** start of Excerpted records **

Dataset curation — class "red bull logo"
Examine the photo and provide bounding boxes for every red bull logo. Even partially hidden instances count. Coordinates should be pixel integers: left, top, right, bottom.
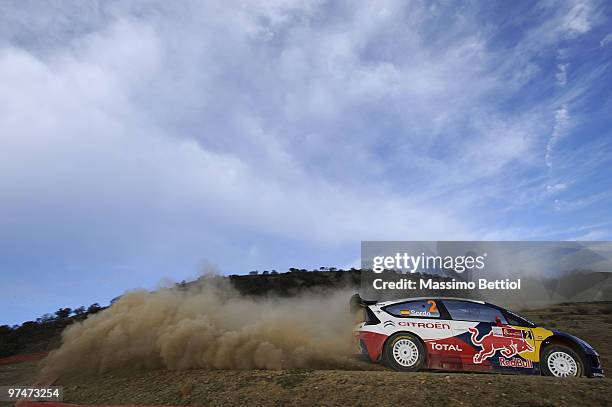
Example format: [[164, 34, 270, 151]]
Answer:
[[469, 327, 534, 364]]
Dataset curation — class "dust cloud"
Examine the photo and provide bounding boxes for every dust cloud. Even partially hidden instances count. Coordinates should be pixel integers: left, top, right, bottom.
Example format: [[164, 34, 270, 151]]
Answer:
[[41, 278, 354, 379]]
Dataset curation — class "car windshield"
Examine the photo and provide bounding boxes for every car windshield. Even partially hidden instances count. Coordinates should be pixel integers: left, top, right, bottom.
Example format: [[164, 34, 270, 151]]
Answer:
[[506, 310, 538, 328]]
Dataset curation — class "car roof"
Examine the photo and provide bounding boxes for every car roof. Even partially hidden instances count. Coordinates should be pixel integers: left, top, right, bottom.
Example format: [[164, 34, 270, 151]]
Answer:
[[376, 297, 492, 306]]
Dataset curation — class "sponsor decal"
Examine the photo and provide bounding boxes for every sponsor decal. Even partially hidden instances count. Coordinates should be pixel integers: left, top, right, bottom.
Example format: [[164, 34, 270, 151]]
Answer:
[[429, 342, 463, 352], [502, 327, 523, 338], [499, 357, 533, 369], [468, 326, 534, 364], [398, 321, 450, 329]]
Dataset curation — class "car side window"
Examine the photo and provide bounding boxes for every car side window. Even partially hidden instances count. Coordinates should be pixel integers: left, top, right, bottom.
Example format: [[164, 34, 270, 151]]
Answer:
[[444, 300, 508, 324], [384, 300, 440, 318]]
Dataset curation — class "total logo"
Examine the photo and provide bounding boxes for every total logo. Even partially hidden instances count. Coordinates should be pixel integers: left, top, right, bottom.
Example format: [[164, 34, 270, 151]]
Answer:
[[429, 342, 463, 352]]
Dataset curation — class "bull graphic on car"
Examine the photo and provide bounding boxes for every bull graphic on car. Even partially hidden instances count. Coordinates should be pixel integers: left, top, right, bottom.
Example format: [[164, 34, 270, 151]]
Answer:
[[351, 294, 604, 377], [468, 327, 534, 363]]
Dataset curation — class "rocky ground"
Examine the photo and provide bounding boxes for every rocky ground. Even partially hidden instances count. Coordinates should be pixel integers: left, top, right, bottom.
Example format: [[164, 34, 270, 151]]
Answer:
[[0, 303, 612, 406]]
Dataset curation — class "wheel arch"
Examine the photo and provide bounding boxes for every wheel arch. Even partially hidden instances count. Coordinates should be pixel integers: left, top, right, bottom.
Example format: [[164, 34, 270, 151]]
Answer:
[[540, 334, 591, 376], [379, 330, 428, 363]]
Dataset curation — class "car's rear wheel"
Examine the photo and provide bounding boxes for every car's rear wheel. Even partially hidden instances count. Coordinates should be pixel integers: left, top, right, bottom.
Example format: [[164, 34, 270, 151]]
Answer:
[[541, 345, 584, 377], [383, 333, 426, 372]]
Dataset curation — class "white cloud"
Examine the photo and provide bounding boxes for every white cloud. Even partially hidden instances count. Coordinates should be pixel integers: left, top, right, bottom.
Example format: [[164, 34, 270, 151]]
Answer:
[[599, 33, 612, 47], [555, 64, 569, 87], [545, 104, 570, 168]]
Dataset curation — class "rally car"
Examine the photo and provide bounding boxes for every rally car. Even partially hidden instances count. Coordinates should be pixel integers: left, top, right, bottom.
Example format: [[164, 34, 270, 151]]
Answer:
[[351, 294, 604, 377]]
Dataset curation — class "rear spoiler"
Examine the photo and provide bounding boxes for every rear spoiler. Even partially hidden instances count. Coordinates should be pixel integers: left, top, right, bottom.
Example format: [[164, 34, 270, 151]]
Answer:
[[349, 293, 378, 312]]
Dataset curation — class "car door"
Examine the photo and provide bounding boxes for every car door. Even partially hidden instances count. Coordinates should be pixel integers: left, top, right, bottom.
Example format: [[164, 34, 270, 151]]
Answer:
[[383, 299, 459, 369], [444, 300, 535, 372]]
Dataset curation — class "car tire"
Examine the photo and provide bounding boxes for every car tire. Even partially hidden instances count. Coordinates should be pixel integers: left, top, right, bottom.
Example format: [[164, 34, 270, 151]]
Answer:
[[541, 345, 584, 377], [383, 333, 427, 372]]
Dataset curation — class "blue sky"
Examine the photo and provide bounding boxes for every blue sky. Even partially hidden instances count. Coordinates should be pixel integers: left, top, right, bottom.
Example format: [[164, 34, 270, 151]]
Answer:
[[0, 0, 612, 323]]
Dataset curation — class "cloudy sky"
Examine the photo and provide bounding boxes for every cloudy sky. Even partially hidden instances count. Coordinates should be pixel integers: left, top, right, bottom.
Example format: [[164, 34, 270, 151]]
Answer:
[[0, 0, 612, 323]]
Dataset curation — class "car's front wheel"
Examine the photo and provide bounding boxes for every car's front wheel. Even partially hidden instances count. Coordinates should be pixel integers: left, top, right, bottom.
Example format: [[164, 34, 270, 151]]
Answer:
[[541, 345, 584, 377], [383, 333, 426, 372]]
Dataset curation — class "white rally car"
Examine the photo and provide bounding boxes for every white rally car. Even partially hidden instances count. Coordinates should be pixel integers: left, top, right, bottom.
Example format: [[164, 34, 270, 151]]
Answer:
[[351, 294, 603, 377]]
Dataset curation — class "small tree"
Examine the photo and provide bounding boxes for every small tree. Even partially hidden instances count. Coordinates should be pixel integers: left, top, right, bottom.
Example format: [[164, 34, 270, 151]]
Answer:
[[55, 308, 72, 319]]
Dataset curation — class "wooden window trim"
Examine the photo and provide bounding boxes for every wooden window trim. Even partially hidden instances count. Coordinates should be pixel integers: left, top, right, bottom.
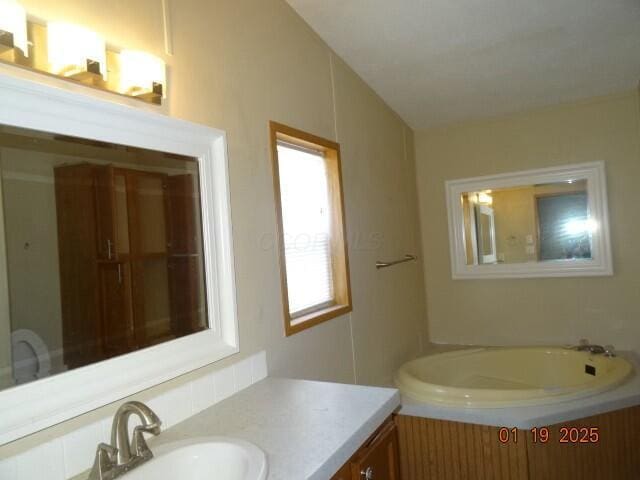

** end of Excerpted records **

Exercise brief — Put every line of the data above into a numbered list, skipping any blank lines, and please leave the pictures out.

Final result —
1. Dataset curation — class "red bull logo"
2. Examine the photo and provide bounding boxes for every red bull logo. Even partially hidden instances count. Coordinates should be pixel integers: left, top, right, bottom.
3. Example format: [[164, 34, 270, 151]]
4. Answer:
5. [[469, 327, 534, 364]]
6. Dataset curation — class "dust cloud"
7. Examine the photo and provide bounding boxes for every dust cloud. Even partially hidden instances count. Coordinates should be pixel integers: left, top, right, bottom.
8. Example format: [[164, 34, 270, 151]]
9. Answer:
10. [[41, 278, 354, 379]]
11. Dataset curation — class "car windshield"
12. Examine the photo and provide bounding boxes for every car windshield. Even partially hidden instances count. Coordinates should be pixel integers: left, top, right, bottom.
13. Example format: [[164, 34, 270, 151]]
14. Answer:
15. [[506, 310, 538, 328]]
16. Dataset curation — class "car roof"
17. Examine the photo and provide bounding boxes for every car roof. Even partially hidden instances count. Coordinates should be pixel integers: left, top, right, bottom.
18. Example format: [[164, 34, 270, 151]]
19. Answer:
20. [[376, 297, 492, 306]]
21. Dataset curation — class "sponsor decal"
22. Examine the photo and provide bounding boxes for every sponsor decal. Even partially hidden instances count. Coordinates should be pixel integers: left, top, right, bottom.
23. Example format: [[164, 34, 270, 151]]
24. Answer:
25. [[429, 342, 463, 352], [502, 327, 523, 338], [499, 357, 533, 369], [468, 326, 534, 364], [398, 321, 450, 329]]
26. Dataset curation — class "car side window"
27. Examine the photo and provide bounding boxes for every car side window. Even partially hidden instances count. Coordinates should be pixel integers: left, top, right, bottom.
28. Example format: [[164, 34, 270, 151]]
29. Answer:
30. [[444, 300, 508, 324], [384, 300, 440, 318]]
31. Dataset curation — class "total logo"
32. Examine the photo and provide bounding boxes for every total logo. Even partially hidden instances count. Coordinates should be pixel integers: left, top, right, bottom.
33. Example format: [[164, 34, 270, 151]]
34. Answer:
35. [[429, 342, 463, 352]]
36. Dataset curation — class "bull graphic on car"
37. Examine the photo and provide bounding boxes for every bull graphic on car. Even partially hidden instances count. Coordinates should be pixel integers: left, top, right, bottom.
38. Example format: [[164, 34, 270, 151]]
39. Answer:
40. [[351, 294, 604, 377], [468, 327, 534, 363]]
41. Dataset curation — class "rocky ground"
42. Examine the photo and provide bounding boxes for every rocky ground. Even partially hidden instances count. Coordinates should be pixel integers: left, top, right, bottom.
43. Example format: [[164, 34, 270, 151]]
44. Answer:
45. [[0, 303, 612, 406]]
46. Dataset curation — class "wheel arch"
47. Examine the photo and provide bounding boxes for every wheel arch. Even partially hidden instances count. Coordinates should be pixel integers: left, top, right, bottom.
48. Example format: [[164, 34, 270, 151]]
49. Answer:
50. [[540, 334, 591, 376], [379, 330, 428, 363]]
51. Dataset curation — class "car's rear wheel"
52. Examine the photo and provide bounding boxes for every car's rear wheel. Even partially hidden instances count. Coordinates should be pixel integers: left, top, right, bottom.
53. Example format: [[164, 34, 270, 151]]
54. Answer:
55. [[541, 345, 584, 377], [383, 333, 426, 372]]
56. Dataset curation — class "white cloud"
57. Examine the photo and provide bounding boxes for every white cloud. Even partially hidden instances count. Coordinates should be pixel integers: left, top, right, bottom.
58. Example format: [[164, 34, 270, 151]]
59. Answer:
60. [[599, 33, 612, 47], [555, 64, 569, 87], [545, 104, 570, 168]]
61. Dataset curation — class "rally car"
62. Examine the photo and provide bounding boxes for every rally car. Even partially hidden instances count. Coordinates should be pixel integers: left, top, right, bottom.
63. Example format: [[164, 34, 270, 151]]
64. Answer:
65. [[351, 294, 604, 377]]
66. Dataset curation — class "rear spoiler"
67. Examine the photo and provide bounding boxes for every rear spoiler. Even partially hidden instances count. Coordinates should be pixel integers: left, top, right, bottom.
68. Example format: [[164, 34, 270, 151]]
69. Answer:
70. [[349, 293, 378, 312]]
71. Dataset curation — class "car door"
72. Examine the photo and provide bounding boxes for every car door. Even partially hidden instances count. Coordinates should be pixel integers: left, top, right, bottom.
73. Example format: [[164, 34, 270, 151]]
74. Answer:
75. [[383, 299, 459, 369], [444, 300, 535, 372]]
76. Dataset curation — class "car tire"
77. Examine the photo and provide bounding boxes for every car tire. Even partially hidden instances count. Coordinates should be pixel integers: left, top, right, bottom.
78. Example format: [[164, 34, 270, 151]]
79. Answer:
80. [[541, 345, 584, 377], [383, 333, 427, 372]]
81. Dataset curation — class "blue sky"
82. Examine the photo and provide bounding boxes for every blue sky. Even partially hidden instances count. Coordinates should be pixel integers: left, top, right, bottom.
83. Example format: [[164, 34, 270, 151]]
84. Answer:
85. [[0, 0, 612, 323]]
86. Dataset curation — class "cloudy sky"
87. Examine the photo and provide bounding boxes for every cloudy sky. Even partially hidden instances count. Coordinates should be pixel integers: left, top, right, bottom.
88. Example format: [[164, 34, 270, 151]]
89. Answer:
90. [[0, 0, 612, 323]]
91. Dataset curation — class "car's front wheel"
92. Examine the photo and provide bounding boxes for every car's front wheel. Even partially hidden instances count. Coordinates should be pixel integers: left, top, right, bottom.
93. Example format: [[164, 34, 270, 151]]
94. Answer:
95. [[541, 345, 584, 377], [383, 333, 426, 372]]
96. Dataset curation — class "white rally car"
97. Examine the photo and provide bounding boxes for every white rally car. Even partially hidden instances count. Coordinates should be pixel integers: left, top, right, bottom.
98. Example format: [[164, 34, 270, 151]]
99. Answer:
100. [[351, 294, 603, 377]]
101. Dataset curation — class "small tree"
102. Examine the photo and provide bounding boxes for every small tree. Even partially hidden instances count. Coordinates should be pixel integers: left, top, right, bottom.
103. Example format: [[164, 34, 270, 151]]
104. Answer:
105. [[55, 308, 72, 319]]
106. Dataset curation — class "wooden window trim"
107. Examine the photo and provide bounding boxes for every wooden window trim. Even partially hidden instances count. Coordinates should be pixel integers: left, top, right, bottom.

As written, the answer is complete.